PROBLEM TO SOLVE: Using the listing below, report each line holding the string "clicks".

————————

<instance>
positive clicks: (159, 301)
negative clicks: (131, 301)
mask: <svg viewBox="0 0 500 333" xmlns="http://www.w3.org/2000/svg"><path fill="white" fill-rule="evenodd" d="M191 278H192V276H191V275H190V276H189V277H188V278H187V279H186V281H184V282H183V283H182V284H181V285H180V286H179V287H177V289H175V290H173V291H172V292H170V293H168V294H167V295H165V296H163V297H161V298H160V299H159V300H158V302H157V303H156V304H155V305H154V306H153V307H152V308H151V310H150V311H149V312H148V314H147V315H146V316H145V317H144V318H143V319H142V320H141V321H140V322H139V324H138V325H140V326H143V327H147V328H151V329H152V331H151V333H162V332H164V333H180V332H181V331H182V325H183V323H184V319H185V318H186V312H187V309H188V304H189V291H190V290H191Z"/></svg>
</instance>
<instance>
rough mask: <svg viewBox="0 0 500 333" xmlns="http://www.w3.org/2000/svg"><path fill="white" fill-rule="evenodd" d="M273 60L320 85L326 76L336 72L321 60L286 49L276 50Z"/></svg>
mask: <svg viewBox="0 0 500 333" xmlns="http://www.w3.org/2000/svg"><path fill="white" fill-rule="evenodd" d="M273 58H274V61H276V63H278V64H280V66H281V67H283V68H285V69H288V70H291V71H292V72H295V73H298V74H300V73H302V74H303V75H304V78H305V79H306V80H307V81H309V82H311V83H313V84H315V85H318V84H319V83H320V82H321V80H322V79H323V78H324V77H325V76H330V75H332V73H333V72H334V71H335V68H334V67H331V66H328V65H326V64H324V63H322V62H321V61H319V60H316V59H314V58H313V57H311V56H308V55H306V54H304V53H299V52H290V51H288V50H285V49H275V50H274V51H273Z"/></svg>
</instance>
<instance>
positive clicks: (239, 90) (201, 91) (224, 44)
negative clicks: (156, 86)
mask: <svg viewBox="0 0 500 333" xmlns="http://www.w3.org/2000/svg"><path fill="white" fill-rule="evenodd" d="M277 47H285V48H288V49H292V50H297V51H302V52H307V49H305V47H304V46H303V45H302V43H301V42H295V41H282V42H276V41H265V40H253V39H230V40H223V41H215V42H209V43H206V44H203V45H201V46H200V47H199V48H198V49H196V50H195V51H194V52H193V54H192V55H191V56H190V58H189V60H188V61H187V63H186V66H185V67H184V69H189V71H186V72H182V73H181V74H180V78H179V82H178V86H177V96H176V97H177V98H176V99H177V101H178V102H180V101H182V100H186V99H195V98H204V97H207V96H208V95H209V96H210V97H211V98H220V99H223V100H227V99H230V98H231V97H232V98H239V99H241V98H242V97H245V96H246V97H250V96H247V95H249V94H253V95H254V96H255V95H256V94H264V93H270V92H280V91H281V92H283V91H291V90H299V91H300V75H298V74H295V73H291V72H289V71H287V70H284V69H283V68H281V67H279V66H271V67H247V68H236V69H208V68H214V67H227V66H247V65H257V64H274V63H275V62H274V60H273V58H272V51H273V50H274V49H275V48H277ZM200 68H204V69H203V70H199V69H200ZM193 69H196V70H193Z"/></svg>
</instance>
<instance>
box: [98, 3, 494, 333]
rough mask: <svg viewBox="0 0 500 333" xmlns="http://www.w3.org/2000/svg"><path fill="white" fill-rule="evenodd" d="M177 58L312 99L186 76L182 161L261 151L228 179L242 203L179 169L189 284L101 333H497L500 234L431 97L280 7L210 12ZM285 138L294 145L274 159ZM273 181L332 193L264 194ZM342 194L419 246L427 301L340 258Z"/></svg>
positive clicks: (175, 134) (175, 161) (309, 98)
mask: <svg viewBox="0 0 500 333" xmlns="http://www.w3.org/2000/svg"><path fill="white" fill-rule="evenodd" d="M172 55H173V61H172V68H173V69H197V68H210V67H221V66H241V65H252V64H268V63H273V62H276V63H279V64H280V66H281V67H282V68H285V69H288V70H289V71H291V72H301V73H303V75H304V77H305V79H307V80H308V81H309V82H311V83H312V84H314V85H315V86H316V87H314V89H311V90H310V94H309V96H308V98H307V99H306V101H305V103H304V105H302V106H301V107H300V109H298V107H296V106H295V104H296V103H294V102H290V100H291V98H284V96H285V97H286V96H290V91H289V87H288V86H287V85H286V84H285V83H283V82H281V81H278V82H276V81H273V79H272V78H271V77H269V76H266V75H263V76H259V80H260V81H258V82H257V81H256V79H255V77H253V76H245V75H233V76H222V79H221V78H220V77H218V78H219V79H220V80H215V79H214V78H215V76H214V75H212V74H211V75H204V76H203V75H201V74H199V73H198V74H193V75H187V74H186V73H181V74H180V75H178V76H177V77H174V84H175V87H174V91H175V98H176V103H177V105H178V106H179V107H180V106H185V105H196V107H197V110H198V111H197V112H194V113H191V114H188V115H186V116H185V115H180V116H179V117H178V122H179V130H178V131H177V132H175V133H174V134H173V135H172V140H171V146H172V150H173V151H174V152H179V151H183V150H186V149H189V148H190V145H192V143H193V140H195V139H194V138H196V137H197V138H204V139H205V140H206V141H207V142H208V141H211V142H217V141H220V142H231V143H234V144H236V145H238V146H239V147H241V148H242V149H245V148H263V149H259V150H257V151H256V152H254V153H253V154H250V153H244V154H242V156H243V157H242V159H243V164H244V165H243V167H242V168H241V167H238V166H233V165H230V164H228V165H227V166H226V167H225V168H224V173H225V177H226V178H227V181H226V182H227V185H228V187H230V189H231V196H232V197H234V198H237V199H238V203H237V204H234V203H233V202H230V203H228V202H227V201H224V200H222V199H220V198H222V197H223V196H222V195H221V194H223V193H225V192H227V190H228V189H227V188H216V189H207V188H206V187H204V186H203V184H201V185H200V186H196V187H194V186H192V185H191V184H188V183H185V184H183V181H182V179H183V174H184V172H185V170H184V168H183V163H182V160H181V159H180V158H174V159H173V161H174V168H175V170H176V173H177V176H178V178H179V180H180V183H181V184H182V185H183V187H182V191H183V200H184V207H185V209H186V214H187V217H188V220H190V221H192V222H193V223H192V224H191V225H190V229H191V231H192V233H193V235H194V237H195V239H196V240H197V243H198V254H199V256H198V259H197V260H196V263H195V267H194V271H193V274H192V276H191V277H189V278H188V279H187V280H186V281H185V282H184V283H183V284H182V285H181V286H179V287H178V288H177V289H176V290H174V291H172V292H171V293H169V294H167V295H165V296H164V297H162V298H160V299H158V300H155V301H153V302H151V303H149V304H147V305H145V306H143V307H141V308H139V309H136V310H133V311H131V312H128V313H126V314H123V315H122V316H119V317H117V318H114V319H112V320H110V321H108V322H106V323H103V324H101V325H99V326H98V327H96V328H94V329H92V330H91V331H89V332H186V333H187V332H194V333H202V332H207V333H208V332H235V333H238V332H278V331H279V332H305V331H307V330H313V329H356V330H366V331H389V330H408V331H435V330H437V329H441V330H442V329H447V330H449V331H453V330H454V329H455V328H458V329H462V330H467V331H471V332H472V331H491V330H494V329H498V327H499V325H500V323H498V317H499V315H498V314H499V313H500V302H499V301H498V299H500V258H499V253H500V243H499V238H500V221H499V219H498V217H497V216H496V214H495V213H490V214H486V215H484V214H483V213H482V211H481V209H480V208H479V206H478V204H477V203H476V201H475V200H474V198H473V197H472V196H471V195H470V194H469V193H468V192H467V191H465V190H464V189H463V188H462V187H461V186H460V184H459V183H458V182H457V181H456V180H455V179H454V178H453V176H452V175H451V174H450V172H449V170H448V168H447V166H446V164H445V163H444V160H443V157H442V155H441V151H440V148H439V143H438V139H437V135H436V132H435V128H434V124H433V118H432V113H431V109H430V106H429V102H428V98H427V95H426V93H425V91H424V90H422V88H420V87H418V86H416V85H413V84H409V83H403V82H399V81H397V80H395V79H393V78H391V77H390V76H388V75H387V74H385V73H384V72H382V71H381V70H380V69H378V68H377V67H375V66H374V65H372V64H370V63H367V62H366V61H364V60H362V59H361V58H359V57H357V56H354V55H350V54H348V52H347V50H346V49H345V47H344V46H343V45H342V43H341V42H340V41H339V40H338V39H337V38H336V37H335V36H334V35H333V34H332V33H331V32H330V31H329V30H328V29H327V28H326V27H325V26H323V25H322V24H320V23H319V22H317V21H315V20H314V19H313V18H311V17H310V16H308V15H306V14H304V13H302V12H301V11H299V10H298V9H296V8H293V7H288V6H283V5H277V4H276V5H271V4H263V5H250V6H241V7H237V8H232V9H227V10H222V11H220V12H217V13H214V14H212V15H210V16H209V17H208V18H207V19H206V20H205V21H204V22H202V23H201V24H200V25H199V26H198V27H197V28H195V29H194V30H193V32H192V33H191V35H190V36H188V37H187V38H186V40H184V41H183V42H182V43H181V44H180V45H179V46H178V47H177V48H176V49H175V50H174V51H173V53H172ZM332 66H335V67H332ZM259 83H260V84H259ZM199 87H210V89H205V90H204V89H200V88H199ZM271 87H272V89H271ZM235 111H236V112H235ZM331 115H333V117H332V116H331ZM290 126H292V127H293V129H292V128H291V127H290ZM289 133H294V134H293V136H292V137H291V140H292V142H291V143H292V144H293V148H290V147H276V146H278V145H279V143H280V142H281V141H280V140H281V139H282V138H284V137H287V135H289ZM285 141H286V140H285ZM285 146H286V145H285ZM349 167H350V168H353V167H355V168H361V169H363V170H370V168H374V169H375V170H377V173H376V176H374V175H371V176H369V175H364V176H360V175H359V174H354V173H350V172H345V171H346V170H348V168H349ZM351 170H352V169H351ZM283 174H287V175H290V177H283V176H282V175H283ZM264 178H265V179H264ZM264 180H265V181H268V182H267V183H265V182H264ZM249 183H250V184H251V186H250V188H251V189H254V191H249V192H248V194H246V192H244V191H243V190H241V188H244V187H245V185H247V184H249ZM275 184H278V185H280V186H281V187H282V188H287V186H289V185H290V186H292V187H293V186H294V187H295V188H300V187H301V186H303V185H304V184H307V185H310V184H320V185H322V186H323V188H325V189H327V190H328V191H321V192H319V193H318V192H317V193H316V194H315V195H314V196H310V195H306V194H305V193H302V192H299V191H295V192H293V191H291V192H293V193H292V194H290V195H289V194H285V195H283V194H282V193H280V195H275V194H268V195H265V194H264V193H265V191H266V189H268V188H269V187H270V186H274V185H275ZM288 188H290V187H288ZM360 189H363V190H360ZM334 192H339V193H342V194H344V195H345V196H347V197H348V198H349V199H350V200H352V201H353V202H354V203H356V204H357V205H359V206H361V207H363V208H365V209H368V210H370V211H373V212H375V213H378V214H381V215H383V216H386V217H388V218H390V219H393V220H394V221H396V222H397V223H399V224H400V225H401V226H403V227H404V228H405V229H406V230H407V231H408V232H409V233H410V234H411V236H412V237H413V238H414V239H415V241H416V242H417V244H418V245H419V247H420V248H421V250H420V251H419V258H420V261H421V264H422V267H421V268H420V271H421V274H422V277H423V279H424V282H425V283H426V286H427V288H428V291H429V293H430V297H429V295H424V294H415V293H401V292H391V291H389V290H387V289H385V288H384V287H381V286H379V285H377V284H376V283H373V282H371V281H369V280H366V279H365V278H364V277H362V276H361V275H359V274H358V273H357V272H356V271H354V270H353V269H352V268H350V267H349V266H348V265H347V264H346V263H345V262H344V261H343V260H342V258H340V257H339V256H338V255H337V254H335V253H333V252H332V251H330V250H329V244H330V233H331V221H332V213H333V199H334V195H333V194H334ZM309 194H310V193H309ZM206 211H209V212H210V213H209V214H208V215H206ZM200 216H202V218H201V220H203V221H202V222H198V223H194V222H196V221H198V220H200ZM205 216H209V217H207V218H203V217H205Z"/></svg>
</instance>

————————

ANSWER:
positive clicks: (159, 301)
negative clicks: (131, 301)
positive clicks: (239, 90) (201, 91) (224, 44)
negative clicks: (156, 86)
positive clicks: (175, 134) (175, 161) (309, 98)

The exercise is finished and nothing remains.